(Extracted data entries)
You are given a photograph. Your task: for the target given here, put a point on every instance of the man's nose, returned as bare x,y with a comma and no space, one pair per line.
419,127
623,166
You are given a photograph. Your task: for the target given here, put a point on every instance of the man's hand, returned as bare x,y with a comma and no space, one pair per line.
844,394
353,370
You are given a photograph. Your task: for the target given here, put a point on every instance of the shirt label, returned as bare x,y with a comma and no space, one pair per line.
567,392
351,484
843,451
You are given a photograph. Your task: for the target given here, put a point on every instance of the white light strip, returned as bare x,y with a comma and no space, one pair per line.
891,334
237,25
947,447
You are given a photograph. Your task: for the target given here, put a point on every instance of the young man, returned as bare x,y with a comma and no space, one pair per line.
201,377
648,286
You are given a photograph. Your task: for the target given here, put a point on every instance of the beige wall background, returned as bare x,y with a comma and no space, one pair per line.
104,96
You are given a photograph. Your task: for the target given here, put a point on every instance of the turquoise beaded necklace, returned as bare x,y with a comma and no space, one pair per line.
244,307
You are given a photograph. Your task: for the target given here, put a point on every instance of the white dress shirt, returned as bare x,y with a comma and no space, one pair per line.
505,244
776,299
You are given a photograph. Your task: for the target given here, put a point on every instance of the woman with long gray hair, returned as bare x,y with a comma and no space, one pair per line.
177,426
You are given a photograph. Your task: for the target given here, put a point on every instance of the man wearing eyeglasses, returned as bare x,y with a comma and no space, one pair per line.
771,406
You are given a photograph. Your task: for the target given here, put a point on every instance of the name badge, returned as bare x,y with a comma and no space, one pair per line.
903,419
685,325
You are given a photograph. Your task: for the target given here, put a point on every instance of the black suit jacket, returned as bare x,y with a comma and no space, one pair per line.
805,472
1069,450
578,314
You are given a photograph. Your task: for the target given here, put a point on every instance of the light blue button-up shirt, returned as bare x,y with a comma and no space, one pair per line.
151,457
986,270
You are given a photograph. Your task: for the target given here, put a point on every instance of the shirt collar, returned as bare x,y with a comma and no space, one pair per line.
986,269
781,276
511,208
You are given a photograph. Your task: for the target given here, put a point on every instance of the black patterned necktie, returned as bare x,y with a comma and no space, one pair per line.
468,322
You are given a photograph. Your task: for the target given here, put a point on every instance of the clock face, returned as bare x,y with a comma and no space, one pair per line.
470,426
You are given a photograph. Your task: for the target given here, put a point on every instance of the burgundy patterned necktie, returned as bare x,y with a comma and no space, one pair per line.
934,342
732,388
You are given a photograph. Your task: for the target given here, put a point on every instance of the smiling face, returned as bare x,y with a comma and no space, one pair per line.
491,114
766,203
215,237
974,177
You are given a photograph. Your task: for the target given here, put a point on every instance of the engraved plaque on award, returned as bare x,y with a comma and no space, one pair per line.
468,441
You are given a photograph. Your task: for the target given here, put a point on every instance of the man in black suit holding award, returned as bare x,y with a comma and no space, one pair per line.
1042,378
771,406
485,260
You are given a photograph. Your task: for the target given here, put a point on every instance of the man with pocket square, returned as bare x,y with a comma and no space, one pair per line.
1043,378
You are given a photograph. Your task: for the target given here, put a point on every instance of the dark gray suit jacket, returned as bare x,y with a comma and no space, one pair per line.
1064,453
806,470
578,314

◆ **Set task**:
Provide all the records again, word for word.

◆ **Answer to this problem**:
You are given a photograph. Your task: for the target given here, put a point on every instance of the man's nose, returned as bare x,y with a comma and no space, one pair per line.
419,127
623,166
You are given a photograph. Your task: for the target given here, put a point on every instance of the man's hand, returned as bare x,y with a comma and no space, one pair per line.
844,394
353,370
You are given a photograph. Your task: for the target given here, put a point on every instance of the shirt label, returned as bare x,y with a comma and no space, one pair per line.
567,392
351,484
843,451
You are given a photograph. Your task: for the target given here, put a point on every instance of the white light strip, returned as bare x,y with a comma and no space, one pair per line.
891,334
237,25
947,447
You are given a photograph. Your task: for the target given here, put a point on every instance of the young man, returned as bare x,y with a comma and no space, one pair per line.
201,377
648,286
You are given a photograph. Your task: for the target given here, put a point on every instance of the beige wall background, returned as bare x,y with a comma and no space, one pair per line.
104,96
You are given a photograph. Your task: for the target given here, put a point on every instance of the turquoise beaded necklace, returned as bare x,y with a comma and no space, one pair per line.
244,307
You are given a photograph. Your task: for the target given here, put a point on every instance of the white dress shirt, returned as bare x,y with a comma and no space, one pair per line.
505,244
776,299
You are given a photograph. Your task: for the target given here, put a point on every instance of the woman with long gray hair, returned as bare x,y with a comma and no space, one pair per line.
177,426
You are given a photograph. Your task: for the target given here, put a point on every instance of the man wearing eyeglasses, returned as bare x,y with a comma and no space, one pair per line.
771,406
You are given a photograph. Your task: for the target given here, put a point on every instance of the name badge, returned as bare x,y with a comma and no space, one pair per line.
903,419
685,325
You are given a photograph. Your task: for the target given here, put a point on every instance of the black suit jacket, returned as bare x,y with a comma and no space, one pair per line.
805,472
1069,450
578,314
You are given a photograph. Your task: for the target given here, put a point on every instance of the light blue button-up shirt, returned as bare x,y with a comma and no space, one pair per line.
151,457
986,270
You are given a photograph. Your task: for the target given here, put a point on every instance of the shirt collar, returned as bare x,y with a comma and no space, one pair per line.
986,269
781,276
511,208
You are given a photograph. Your task: for the target given here, put a point on every instance of the black patterned necktie, returned as bare x,y with a comma and no space, one pair per line.
468,322
You are given a photograph. Your task: for the target given here, put a point on every instance of the clock face, returned as bare x,y with a comma and no space, one pair per line.
470,426
You are given a photograph. Your task: for the target given here, put a point on every instance of the burgundy patterned necktie, returned as bare x,y with a comma and no space, one pair per line.
934,342
732,388
You are given a photograph. Your task: for the target given here, put a point on every instance of the smiling face, returned as bare x,y with a comma and no space, one pair per line.
491,114
766,203
215,237
974,177
You are given a photograph. Your task: for the target given here, put a point on every instance of the engraved plaque on award, returned as bare x,y with a comma and no space, one pair per line.
468,441
You are given a photograph. Your task: for the target given here, put a point on every instance of the man in black suit holding award, returned as bare x,y with a comma and no space, one pair per line.
1042,378
771,406
485,260
You are given a photograph. Your task: for the target given here, put a point on every instance of the man with pocket square, returned as bare x,y with a comma and no space, one pair per line.
1043,378
You are given a photograph. Your task: for the target given here, put a point on every instance of the dark gray suit jacket, returned as bare x,y with a comma and no space, one pair per line.
1064,453
806,470
578,314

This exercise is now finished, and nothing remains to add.